What this task involves: Copy all the material below, requests included, and raise every coordinate in the answers by 116. Leave the sample coordinates inside the requests unchanged.

Dataset records:

━━━━━━

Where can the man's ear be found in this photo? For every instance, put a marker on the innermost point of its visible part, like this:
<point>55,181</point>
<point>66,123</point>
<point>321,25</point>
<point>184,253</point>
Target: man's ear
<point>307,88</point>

━━━━━━

The answer:
Where can the man's ear be found in this photo? For every instance, put a marker on the innermost point of its visible part, like this:
<point>55,181</point>
<point>66,123</point>
<point>321,25</point>
<point>184,253</point>
Target: man's ear
<point>423,204</point>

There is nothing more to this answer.